■ WRITTEN REQUEST
Copy the records below verbatim, starting at the line that contains "For every instance of the baseboard" and continuing through the end of the records, with both of those lines included.

■ MATERIAL PROVIDED

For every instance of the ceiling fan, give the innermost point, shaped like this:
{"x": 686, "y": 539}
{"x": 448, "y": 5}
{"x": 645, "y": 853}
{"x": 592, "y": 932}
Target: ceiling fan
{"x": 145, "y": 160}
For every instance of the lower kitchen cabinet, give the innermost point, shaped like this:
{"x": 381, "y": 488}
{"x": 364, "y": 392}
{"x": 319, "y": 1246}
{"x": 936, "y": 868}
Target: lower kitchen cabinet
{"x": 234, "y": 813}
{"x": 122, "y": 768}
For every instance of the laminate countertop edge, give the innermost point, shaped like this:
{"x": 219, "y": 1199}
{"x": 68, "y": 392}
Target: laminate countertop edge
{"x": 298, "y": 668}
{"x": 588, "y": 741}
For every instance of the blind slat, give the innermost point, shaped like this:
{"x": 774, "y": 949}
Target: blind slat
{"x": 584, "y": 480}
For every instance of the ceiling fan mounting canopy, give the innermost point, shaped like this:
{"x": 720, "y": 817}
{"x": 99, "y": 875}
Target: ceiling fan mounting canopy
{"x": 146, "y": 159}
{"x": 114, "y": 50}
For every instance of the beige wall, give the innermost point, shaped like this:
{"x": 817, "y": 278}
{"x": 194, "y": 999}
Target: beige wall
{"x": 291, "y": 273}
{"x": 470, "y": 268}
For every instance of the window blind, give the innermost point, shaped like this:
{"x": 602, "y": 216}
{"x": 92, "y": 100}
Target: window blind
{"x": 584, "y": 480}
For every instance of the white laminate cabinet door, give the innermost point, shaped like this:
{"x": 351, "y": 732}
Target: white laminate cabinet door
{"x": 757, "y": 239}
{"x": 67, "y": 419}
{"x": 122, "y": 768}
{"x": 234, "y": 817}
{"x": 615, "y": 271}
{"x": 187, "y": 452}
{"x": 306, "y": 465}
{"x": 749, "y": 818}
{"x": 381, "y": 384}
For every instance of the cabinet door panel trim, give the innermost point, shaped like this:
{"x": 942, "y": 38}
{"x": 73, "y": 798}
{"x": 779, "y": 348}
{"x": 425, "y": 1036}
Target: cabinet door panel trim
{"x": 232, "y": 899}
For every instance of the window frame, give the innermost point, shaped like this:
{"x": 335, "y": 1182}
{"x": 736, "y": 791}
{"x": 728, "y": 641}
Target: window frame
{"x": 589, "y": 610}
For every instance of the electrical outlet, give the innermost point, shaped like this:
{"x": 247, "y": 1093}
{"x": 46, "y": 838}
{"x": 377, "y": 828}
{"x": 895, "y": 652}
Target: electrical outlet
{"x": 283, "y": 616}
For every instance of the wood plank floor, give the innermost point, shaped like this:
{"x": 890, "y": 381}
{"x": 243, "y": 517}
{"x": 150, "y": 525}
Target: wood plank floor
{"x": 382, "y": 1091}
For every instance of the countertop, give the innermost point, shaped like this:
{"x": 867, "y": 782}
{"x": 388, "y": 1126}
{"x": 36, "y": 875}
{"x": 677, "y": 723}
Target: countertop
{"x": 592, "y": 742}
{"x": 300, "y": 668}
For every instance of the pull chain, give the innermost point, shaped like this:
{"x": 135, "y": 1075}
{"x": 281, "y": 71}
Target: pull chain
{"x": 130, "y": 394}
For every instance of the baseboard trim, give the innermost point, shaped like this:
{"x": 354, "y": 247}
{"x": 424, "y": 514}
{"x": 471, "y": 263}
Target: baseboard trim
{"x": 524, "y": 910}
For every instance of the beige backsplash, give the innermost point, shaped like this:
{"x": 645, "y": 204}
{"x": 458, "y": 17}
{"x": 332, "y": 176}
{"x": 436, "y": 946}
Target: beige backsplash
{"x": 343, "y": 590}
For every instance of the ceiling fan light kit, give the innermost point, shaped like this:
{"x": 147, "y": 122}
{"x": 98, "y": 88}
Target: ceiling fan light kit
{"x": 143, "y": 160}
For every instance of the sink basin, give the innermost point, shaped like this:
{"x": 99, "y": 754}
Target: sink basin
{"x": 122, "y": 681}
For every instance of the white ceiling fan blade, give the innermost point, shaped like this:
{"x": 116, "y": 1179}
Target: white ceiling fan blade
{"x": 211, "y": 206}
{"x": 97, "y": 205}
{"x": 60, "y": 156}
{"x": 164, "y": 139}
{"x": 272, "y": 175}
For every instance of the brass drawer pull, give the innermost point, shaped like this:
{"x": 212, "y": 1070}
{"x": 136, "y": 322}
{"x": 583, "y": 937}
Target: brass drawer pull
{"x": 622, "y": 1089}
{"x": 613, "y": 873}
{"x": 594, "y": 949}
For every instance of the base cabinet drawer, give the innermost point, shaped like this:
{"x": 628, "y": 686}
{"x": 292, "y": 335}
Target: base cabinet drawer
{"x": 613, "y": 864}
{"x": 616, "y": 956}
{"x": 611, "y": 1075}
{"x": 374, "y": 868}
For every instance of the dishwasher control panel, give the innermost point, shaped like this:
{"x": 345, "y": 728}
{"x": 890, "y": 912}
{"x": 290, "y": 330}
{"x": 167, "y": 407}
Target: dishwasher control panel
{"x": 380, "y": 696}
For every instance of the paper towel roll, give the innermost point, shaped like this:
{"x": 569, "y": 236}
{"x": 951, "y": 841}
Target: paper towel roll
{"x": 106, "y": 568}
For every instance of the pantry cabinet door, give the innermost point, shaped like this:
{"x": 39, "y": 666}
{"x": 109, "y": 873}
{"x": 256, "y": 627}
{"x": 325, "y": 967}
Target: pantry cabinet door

■ PROBLEM SOLUTION
For every instance of the baseboard trim, give the innermost point, shaped like this:
{"x": 354, "y": 247}
{"x": 424, "y": 514}
{"x": 471, "y": 263}
Target: baseboard trim
{"x": 524, "y": 910}
For every instance of the beige backsplash, give the innermost point, shaped like this:
{"x": 645, "y": 204}
{"x": 458, "y": 17}
{"x": 332, "y": 176}
{"x": 436, "y": 946}
Target: beige backsplash
{"x": 343, "y": 590}
For every instance of the ceiling fan light kit, give the innermost point, shaped like this:
{"x": 147, "y": 122}
{"x": 98, "y": 88}
Target: ceiling fan light kit
{"x": 143, "y": 160}
For every instance of the sink basin, give the innermost point, shaped like this:
{"x": 99, "y": 754}
Target: sink basin
{"x": 122, "y": 681}
For every instance of the white ceiling fan blade, give the innermost point, shaped like this:
{"x": 116, "y": 1179}
Target: white ceiling fan blade
{"x": 211, "y": 206}
{"x": 97, "y": 205}
{"x": 60, "y": 156}
{"x": 164, "y": 139}
{"x": 272, "y": 175}
For every instance of the brass drawer pull, give the innermost point, shaped like this:
{"x": 212, "y": 1070}
{"x": 136, "y": 322}
{"x": 583, "y": 937}
Target: brass drawer pull
{"x": 622, "y": 1089}
{"x": 613, "y": 873}
{"x": 594, "y": 949}
For every instance of the base cabinet drawer, give the innermost point, shaped like this:
{"x": 628, "y": 686}
{"x": 292, "y": 335}
Target: base cabinet drawer
{"x": 613, "y": 864}
{"x": 616, "y": 956}
{"x": 611, "y": 1075}
{"x": 374, "y": 868}
For every instance of the dishwasher control panel, give the innermost point, shaped like this:
{"x": 345, "y": 728}
{"x": 890, "y": 912}
{"x": 290, "y": 330}
{"x": 167, "y": 407}
Target: dishwasher control panel
{"x": 380, "y": 696}
For every instance of the paper towel roll, give the innermost point, shaped like this:
{"x": 569, "y": 236}
{"x": 951, "y": 841}
Target: paper towel roll
{"x": 106, "y": 568}
For every instance of the pantry cabinet door, give the innermost point, shaped like this:
{"x": 39, "y": 666}
{"x": 109, "y": 873}
{"x": 256, "y": 627}
{"x": 325, "y": 967}
Target: pantry cabinet door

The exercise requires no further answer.